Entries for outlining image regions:
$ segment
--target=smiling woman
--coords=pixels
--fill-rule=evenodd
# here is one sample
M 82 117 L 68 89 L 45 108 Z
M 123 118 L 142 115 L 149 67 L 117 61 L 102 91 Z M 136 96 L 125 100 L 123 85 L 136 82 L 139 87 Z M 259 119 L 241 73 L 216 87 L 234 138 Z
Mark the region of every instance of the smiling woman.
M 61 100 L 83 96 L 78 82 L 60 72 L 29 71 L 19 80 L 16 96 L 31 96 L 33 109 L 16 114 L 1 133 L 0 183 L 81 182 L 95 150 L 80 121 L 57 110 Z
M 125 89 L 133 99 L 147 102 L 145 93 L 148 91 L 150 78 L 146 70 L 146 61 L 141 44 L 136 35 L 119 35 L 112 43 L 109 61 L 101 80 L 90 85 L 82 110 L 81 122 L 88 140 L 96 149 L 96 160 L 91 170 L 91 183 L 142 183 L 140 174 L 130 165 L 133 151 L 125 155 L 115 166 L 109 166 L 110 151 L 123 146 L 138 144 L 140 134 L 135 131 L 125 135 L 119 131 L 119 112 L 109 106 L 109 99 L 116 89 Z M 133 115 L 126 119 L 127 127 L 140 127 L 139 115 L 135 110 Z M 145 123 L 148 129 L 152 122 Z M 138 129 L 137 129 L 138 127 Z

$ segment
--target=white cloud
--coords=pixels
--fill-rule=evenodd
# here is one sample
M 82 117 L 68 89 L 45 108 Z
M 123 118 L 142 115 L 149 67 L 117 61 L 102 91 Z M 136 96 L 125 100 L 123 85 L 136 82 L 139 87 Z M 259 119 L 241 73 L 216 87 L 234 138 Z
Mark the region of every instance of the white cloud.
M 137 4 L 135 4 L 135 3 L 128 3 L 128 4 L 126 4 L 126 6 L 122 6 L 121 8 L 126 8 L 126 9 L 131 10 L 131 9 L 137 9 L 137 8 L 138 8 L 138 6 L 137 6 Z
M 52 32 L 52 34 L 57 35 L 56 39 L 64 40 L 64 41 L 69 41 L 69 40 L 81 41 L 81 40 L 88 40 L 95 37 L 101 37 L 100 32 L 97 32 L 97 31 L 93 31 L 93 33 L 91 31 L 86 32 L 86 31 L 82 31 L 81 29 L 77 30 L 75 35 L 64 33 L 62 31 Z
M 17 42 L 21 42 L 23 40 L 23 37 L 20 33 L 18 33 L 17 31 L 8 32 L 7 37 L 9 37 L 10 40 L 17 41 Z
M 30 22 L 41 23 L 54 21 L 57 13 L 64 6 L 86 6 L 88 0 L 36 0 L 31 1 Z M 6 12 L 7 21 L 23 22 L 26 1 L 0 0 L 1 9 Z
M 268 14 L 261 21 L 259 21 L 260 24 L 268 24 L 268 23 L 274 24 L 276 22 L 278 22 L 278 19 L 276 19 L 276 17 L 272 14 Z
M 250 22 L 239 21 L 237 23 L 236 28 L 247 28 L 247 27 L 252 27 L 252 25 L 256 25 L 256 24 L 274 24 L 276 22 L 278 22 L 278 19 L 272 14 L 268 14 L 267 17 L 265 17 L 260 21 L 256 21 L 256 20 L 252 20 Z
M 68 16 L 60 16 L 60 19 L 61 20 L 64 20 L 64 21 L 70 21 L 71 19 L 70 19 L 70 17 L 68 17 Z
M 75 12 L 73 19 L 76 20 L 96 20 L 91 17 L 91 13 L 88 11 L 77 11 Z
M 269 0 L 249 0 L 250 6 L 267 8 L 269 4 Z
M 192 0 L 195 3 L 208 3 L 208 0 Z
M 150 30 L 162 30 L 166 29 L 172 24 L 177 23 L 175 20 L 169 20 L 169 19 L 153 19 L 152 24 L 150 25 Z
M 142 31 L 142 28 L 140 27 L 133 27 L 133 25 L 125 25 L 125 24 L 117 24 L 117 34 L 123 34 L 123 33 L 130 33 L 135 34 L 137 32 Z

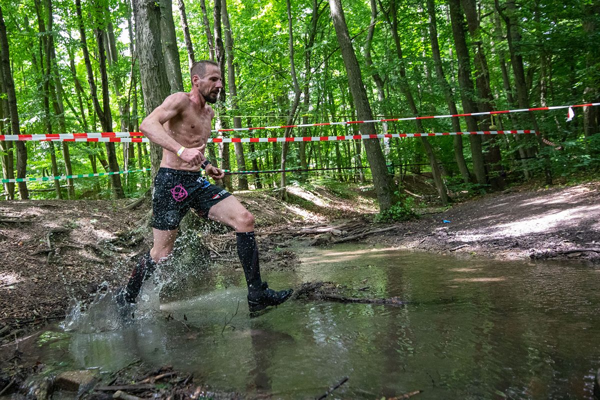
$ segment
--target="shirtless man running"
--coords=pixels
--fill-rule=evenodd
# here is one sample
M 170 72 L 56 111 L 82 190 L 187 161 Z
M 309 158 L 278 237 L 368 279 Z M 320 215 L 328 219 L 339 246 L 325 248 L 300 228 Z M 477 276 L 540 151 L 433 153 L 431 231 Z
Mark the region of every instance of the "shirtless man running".
M 224 173 L 204 155 L 211 135 L 214 111 L 207 103 L 217 102 L 223 89 L 221 71 L 212 61 L 192 65 L 190 93 L 172 94 L 140 125 L 151 141 L 163 148 L 163 160 L 154 179 L 152 193 L 154 246 L 134 269 L 121 298 L 134 303 L 142 284 L 161 260 L 173 251 L 179 222 L 190 208 L 204 218 L 235 229 L 238 255 L 248 285 L 250 312 L 281 304 L 292 289 L 276 291 L 260 279 L 258 248 L 254 239 L 254 217 L 227 191 L 211 184 L 200 169 L 213 179 Z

* Problem to work on:
Reproduce word for word the stretch from the start of the entries through the line that contains "M 61 100 L 83", including that line.

* The result:
$ segment
--target=smiling woman
--coords=pixels
--fill-rule=evenodd
# here is one sample
M 82 117 L 68 89 L 45 108 Z
M 123 118 L 142 115 L 149 67 L 117 61 L 102 91 Z M 136 96 L 125 100 L 123 85 L 136 82 L 139 87 Z M 259 119 L 241 73 L 216 87 L 234 138 Z
Mark the region of every instance of the smiling woman.
M 61 100 L 83 96 L 78 82 L 60 72 L 29 71 L 19 80 L 16 96 L 31 96 L 33 109 L 16 114 L 1 133 L 0 183 L 81 182 L 95 150 L 80 121 L 57 110 Z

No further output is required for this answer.